Please print the lines of the records from the line with "overcast sky |" to the line with "[[232,66],[232,76],[233,79],[241,79],[244,74],[244,65],[236,64]]", including both of those lines, and copy every character without any change.
● ● ● ●
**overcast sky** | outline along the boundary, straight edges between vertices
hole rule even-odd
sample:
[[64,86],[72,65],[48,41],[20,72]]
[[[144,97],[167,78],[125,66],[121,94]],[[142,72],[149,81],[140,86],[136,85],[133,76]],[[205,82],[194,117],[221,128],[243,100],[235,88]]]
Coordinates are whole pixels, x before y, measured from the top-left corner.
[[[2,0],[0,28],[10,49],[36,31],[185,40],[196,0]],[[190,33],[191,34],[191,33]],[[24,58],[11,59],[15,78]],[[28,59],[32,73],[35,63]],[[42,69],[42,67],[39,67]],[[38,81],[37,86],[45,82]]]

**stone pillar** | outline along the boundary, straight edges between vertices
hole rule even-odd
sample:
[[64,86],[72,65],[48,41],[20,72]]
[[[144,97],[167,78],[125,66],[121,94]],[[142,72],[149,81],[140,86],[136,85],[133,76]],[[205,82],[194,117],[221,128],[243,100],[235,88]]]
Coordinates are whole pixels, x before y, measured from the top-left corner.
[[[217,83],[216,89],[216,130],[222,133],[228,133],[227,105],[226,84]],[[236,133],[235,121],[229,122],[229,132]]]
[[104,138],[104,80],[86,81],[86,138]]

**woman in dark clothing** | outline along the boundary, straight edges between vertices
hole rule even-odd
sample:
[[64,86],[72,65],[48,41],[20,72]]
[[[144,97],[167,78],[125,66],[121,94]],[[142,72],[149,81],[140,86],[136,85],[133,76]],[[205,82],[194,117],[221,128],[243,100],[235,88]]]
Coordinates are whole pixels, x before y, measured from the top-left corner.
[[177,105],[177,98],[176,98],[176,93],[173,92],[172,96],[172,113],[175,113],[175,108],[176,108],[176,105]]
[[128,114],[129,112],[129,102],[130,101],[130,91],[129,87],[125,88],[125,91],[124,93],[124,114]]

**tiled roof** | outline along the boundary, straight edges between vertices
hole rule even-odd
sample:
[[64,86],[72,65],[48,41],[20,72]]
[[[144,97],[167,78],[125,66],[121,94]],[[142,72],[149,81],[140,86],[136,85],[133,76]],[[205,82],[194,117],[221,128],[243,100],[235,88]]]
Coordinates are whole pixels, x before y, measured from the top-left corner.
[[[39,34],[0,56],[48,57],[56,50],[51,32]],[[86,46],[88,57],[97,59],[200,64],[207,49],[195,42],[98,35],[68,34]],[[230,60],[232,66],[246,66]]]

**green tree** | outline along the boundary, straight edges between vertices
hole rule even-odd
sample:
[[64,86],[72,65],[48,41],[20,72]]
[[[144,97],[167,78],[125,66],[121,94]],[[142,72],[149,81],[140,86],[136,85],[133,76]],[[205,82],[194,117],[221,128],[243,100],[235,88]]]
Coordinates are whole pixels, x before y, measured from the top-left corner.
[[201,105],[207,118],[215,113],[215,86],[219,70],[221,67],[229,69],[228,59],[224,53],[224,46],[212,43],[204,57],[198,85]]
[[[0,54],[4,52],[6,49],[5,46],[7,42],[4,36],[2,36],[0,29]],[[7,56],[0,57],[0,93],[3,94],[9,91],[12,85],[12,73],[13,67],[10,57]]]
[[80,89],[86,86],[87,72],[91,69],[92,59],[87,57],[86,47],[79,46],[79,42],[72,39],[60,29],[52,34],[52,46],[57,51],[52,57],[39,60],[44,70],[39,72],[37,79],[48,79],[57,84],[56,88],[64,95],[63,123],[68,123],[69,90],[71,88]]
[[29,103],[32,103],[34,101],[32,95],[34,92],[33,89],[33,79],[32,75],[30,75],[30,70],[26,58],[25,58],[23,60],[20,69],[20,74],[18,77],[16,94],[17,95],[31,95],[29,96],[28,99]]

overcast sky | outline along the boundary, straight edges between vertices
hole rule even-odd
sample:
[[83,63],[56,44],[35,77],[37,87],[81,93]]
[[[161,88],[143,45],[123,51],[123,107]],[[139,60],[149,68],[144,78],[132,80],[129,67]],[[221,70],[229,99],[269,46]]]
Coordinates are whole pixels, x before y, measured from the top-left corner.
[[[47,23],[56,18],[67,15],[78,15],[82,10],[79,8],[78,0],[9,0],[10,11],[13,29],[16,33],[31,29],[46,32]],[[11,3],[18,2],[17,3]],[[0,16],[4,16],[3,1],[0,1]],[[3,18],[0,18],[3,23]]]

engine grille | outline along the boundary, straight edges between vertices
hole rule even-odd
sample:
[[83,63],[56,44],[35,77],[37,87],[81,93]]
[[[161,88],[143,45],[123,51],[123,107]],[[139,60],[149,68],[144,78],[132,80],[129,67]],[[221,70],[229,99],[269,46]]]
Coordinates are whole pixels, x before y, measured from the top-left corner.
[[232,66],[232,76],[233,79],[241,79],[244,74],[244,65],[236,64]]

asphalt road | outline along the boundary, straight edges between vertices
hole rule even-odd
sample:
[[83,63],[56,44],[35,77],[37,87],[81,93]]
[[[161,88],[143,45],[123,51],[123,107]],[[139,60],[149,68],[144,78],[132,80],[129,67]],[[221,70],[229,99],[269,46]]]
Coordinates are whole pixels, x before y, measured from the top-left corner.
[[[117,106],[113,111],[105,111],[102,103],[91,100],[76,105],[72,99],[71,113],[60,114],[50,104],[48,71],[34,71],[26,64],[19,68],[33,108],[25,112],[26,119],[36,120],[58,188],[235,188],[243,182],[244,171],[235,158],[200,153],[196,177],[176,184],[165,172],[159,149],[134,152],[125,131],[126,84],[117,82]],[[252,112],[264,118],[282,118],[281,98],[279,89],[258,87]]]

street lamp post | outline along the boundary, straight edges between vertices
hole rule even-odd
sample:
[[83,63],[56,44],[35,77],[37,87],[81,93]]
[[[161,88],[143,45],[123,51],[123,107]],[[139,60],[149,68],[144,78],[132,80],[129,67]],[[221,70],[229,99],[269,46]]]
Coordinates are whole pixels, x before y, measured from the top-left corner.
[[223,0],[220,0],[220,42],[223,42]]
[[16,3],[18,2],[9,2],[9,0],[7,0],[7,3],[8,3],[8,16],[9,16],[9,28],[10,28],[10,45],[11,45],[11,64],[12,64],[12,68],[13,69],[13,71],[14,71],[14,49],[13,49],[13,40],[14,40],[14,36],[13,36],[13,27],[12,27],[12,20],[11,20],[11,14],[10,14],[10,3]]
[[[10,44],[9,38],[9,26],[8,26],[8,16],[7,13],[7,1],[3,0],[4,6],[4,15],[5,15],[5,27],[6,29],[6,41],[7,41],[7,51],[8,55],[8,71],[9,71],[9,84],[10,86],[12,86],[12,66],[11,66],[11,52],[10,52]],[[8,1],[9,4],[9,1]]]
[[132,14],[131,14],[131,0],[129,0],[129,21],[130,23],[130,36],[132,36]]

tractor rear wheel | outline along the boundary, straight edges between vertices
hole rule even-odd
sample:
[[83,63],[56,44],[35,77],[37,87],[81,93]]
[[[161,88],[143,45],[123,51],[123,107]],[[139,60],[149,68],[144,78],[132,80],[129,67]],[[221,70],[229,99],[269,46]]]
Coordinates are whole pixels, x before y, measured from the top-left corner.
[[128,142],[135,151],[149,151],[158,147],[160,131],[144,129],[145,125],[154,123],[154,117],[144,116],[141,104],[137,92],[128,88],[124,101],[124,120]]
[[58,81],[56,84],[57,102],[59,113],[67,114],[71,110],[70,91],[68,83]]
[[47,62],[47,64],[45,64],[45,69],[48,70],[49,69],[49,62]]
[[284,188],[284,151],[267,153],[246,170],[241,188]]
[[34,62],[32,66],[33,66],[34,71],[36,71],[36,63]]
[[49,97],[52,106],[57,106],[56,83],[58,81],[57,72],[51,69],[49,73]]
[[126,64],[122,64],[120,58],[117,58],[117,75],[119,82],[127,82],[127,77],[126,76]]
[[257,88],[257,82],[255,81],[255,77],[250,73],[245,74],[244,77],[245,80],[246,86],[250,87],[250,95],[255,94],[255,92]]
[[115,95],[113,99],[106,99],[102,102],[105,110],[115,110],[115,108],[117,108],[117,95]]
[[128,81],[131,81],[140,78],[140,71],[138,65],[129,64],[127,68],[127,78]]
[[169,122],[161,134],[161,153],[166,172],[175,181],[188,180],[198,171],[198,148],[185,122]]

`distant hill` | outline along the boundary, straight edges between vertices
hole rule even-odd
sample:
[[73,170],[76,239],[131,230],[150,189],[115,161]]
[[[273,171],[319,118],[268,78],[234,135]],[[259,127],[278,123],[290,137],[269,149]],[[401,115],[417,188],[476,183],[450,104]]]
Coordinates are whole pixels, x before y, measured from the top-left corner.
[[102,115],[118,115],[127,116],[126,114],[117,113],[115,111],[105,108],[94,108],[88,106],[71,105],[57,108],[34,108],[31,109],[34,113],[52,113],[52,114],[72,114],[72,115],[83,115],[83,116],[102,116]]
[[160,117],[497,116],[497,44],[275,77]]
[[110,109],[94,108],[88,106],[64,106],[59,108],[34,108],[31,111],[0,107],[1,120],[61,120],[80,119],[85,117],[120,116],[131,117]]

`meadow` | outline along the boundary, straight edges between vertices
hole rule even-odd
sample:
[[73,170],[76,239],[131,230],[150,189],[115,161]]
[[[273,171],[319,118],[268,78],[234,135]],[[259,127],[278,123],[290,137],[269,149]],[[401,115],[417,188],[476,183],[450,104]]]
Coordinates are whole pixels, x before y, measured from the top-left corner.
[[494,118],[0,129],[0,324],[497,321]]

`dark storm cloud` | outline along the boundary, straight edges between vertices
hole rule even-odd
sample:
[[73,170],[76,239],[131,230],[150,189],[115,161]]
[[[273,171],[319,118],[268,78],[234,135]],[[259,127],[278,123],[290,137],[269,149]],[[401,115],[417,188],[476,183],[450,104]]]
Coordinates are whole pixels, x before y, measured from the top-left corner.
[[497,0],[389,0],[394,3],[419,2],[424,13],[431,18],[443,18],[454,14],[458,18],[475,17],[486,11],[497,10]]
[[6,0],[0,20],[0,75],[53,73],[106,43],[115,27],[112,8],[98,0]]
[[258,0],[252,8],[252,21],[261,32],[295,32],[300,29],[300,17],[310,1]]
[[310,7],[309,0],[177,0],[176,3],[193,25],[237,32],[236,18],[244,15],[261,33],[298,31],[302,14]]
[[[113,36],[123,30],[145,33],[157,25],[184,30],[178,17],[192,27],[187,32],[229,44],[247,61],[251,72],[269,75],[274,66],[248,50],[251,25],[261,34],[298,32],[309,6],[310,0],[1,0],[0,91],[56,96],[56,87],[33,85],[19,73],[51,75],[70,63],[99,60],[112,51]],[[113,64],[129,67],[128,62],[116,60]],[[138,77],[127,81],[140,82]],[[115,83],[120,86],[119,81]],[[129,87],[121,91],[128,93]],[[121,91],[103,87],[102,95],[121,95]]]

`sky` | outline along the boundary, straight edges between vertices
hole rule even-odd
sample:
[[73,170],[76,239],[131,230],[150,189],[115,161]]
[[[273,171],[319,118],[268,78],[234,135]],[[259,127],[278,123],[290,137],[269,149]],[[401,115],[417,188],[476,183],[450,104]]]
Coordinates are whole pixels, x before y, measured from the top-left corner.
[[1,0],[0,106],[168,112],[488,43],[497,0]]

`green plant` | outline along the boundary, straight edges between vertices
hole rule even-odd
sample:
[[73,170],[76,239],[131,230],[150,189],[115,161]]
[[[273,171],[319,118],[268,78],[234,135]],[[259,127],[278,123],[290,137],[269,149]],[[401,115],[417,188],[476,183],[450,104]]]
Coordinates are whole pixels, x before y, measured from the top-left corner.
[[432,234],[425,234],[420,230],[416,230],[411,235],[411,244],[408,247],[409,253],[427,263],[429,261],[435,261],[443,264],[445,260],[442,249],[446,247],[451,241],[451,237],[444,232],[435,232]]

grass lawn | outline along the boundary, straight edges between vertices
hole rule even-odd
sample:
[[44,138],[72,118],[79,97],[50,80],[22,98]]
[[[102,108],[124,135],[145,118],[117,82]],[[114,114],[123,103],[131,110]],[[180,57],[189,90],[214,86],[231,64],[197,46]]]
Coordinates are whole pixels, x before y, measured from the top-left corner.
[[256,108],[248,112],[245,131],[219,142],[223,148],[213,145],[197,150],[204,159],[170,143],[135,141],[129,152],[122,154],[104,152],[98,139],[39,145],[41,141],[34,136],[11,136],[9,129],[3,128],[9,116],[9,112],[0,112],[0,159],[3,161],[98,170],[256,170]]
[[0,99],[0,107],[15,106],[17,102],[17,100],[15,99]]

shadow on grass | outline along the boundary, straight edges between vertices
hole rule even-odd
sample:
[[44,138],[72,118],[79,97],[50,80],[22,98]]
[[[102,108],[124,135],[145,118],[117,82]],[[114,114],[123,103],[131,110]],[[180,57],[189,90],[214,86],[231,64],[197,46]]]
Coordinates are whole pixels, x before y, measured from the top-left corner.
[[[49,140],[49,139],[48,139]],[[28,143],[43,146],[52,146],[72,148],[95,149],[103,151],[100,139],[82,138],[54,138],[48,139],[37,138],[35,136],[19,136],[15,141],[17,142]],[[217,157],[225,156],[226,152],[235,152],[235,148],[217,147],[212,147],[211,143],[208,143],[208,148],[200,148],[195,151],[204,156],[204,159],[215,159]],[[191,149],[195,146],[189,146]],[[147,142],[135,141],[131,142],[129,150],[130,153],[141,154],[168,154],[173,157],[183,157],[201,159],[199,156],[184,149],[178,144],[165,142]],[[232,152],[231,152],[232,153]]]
● ● ● ●
**TASK SOLUTION**
overcast sky | outline along the boundary, straight edges between vertices
hole rule even-odd
sample:
[[83,63],[56,44],[35,77],[37,87],[81,93]]
[[[161,88],[143,45],[123,51],[123,107]],[[139,60],[149,68],[144,78],[132,80],[129,67]],[[221,70],[229,99],[269,46]]]
Coordinates are whole pixels, x before y, measured from the top-left corner.
[[[47,23],[56,18],[67,15],[78,15],[82,10],[79,8],[78,0],[9,0],[10,11],[13,29],[16,33],[31,29],[46,32]],[[11,3],[18,2],[17,3]],[[0,16],[4,16],[3,1],[0,1]],[[3,18],[0,18],[3,23]]]

engine grille | outline along the boundary, straight edges between vertices
hole rule even-odd
sample:
[[83,63],[56,44],[35,77],[37,87],[81,93]]
[[[161,88],[143,45],[123,51],[123,107]],[[139,60],[149,68],[144,78],[132,80],[129,67]],[[221,70],[229,99],[269,46]]]
Coordinates are whole pixels, x before y, measured from the top-left corner.
[[232,66],[232,76],[233,79],[241,79],[244,74],[244,65],[236,64]]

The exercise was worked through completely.